**Excerpted text:**
───
Kirea Bakery

Title:

Kirea Bakery

Function:

Bakery and coffee shop

Year:

2026

Sqm:

300

CP:

50.000 Euros

Together with Habte, founder of Tesfa, we reflected on how to create a project that could bring a real and lasting benefit to the local community of Lalibela. From this dialogue, the idea of a bakery emerged as the most effective response: a welcoming, symbolic place where residents and visitors can meet, which fills the current lack of quality baked products, supports the local economy, offers professional training and employment, and is designed to grow over time and sustain itself independently.

Infrastructure and Investment

We will construct the bakery from the ground up, including the building, ovens, and all necessary equipment. This initial investment lays the foundation for a long-term, self-sustaining activity.

Education and Capacity Building

A key pillar of the project is training. We will train bakers, waiters, and managers, offering people the opportunity to learn a profession, develop skills, and build a path toward independence and specialization.

Local Economy and Short Supply Chains

The bakery will prioritize sourcing ingredients from local producers, strengthening the local economy and reducing dependency on external supply chains. At the same time, it will promote local craftsmanship by offering visibility and a market for artisans.

Autonomy and Long-Term Vision

The bakery is designed to become fully autonomous. Once established, it will be managed locally, with the supervision of Tesfa, our trusted partner in Lalibela. This ensures continuity while reinforcing local ownership.

Non-Profit Model

Kirea does not generate profit from the bakery. Every effort and resource is directed toward creating lasting impact for the community.

Transparent Investment

The estimated total cost includes both the construction of the bakery, the purchase of the land, and the training of the people who will run it, reflecting our commitment to both physical infrastructure and human development.

A Sustainable Future

We believe that sustainable development is not just about building structures, but about creating opportunities, transferring knowledge, and empowering people. This bakery is intended to become more than a place where bread is made, it will be a space where relationships are built, skills are developed, and a local, resilient economy can grow over time.
───
**Work to complete:**
From the Kirea Bakery page, copy verbatim the part that opens with the words containing "Kirea does not" and closes with "grow over time.".
───
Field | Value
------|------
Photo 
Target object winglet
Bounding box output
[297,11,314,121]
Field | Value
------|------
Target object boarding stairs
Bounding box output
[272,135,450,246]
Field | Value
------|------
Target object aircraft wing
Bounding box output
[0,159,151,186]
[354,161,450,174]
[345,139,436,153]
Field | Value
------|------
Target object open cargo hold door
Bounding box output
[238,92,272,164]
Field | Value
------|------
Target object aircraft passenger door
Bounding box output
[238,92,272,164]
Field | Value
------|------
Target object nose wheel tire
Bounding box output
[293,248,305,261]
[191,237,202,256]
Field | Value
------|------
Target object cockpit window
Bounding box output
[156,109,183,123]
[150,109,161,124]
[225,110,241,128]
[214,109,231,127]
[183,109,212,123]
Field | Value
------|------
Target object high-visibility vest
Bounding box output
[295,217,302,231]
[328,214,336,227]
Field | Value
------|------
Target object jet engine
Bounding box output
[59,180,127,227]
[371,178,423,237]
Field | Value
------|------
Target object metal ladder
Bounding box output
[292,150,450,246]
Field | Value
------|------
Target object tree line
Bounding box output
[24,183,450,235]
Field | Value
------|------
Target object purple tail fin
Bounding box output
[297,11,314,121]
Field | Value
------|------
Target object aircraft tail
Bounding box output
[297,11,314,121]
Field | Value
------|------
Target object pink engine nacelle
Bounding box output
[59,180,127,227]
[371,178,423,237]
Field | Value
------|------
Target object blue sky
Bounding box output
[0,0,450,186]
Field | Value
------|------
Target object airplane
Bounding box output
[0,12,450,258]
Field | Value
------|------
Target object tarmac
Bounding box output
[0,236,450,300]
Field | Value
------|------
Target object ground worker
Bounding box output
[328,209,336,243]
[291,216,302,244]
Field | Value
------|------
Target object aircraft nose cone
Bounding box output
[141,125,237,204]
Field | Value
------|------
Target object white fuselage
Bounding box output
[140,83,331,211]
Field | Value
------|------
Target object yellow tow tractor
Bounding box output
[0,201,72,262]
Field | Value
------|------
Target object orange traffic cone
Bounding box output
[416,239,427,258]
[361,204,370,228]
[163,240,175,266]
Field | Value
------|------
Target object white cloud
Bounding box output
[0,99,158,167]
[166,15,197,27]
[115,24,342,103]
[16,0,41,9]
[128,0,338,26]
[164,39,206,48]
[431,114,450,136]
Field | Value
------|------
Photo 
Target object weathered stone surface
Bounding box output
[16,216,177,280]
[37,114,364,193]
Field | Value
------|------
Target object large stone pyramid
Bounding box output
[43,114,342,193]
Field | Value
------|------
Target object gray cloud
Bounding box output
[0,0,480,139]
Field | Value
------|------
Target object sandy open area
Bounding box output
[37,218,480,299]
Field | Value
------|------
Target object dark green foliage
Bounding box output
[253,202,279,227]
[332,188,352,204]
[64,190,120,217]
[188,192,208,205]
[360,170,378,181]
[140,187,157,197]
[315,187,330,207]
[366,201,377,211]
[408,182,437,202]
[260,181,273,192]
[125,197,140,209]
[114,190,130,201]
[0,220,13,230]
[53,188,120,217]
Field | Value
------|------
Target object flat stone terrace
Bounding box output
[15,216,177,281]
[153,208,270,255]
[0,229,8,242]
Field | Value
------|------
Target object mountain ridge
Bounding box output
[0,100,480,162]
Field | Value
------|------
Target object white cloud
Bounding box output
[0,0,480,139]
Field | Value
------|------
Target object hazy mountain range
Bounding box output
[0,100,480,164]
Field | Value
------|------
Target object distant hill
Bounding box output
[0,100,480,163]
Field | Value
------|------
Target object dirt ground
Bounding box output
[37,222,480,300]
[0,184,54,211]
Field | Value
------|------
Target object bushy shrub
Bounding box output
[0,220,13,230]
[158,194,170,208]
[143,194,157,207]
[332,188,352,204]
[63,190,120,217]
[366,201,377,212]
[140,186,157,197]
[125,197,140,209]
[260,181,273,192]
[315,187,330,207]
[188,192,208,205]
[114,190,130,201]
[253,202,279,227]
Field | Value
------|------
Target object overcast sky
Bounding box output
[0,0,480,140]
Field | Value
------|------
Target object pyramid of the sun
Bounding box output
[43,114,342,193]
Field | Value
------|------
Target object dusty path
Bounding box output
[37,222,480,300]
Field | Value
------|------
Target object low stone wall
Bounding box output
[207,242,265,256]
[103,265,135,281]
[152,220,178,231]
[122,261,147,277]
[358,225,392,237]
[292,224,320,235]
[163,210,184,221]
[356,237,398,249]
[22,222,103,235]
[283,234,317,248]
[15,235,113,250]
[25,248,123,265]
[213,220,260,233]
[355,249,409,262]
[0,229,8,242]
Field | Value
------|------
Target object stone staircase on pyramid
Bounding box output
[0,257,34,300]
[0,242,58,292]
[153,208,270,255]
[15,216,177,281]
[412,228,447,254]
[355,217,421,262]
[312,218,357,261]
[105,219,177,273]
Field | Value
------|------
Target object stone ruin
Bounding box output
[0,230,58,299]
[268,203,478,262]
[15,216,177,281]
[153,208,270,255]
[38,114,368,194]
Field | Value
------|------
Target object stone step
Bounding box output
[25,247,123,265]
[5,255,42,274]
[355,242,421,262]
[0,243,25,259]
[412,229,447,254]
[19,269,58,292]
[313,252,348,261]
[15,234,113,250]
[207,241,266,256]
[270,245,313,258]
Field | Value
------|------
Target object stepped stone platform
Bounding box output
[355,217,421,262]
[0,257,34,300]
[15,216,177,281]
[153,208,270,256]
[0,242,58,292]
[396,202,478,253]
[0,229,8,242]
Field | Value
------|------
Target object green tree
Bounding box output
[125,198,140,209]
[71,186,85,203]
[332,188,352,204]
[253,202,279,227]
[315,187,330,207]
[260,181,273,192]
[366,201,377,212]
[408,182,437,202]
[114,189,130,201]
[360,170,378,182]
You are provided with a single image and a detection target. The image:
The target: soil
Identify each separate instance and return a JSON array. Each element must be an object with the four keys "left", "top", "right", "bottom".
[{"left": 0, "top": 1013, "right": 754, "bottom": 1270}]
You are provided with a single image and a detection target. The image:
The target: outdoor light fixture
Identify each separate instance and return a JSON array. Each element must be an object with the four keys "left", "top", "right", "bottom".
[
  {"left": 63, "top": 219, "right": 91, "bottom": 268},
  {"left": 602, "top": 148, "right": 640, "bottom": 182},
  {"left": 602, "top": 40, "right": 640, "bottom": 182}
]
───
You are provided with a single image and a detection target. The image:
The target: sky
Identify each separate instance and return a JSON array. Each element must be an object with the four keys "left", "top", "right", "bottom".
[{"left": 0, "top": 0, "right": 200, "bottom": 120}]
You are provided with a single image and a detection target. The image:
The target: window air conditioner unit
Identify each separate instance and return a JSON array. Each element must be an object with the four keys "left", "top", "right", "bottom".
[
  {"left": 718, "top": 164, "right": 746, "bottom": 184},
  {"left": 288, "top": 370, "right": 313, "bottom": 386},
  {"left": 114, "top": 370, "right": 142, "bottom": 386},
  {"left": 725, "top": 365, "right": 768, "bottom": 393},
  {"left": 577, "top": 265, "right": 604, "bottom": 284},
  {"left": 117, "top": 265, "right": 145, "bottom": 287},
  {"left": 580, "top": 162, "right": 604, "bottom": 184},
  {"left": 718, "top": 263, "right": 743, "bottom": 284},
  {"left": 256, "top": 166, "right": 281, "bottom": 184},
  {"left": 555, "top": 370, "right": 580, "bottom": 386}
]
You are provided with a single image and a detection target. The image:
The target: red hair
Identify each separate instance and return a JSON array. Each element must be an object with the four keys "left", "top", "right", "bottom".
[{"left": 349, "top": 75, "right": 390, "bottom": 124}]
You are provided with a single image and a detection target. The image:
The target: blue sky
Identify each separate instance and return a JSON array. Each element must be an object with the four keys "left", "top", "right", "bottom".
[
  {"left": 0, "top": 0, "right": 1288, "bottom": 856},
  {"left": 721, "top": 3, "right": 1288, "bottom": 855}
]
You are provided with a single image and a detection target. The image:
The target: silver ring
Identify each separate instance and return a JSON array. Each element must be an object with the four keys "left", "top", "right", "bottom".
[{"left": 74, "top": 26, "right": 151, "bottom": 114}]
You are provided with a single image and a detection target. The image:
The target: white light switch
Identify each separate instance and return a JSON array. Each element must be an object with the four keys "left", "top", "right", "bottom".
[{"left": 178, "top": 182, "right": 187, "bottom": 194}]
───
**Solution for this task:**
Kirea does not generate profit from the bakery. Every effort and resource is directed toward creating lasting impact for the community.

Transparent Investment

The estimated total cost includes both the construction of the bakery, the purchase of the land, and the training of the people who will run it, reflecting our commitment to both physical infrastructure and human development.

A Sustainable Future

We believe that sustainable development is not just about building structures, but about creating opportunities, transferring knowledge, and empowering people. This bakery is intended to become more than a place where bread is made, it will be a space where relationships are built, skills are developed, and a local, resilient economy can grow over time.